■ Your goal
Report how many lines of the material below contain the string "with", treating uppercase and lowercase as different. Give only the number.

Records
◆ ◆ ◆ ◆ ◆
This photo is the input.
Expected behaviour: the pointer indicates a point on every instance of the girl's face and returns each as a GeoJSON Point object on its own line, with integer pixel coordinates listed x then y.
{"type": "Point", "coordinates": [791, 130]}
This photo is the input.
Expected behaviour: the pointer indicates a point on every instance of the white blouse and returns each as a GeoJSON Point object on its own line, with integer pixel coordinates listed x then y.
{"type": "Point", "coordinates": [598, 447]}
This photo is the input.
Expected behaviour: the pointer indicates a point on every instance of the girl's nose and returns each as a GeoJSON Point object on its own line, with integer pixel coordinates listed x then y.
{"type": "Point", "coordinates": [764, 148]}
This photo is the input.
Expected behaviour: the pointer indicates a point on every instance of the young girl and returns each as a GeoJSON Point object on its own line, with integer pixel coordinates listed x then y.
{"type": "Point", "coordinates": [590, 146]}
◆ ◆ ◆ ◆ ◆
■ Worked answer
4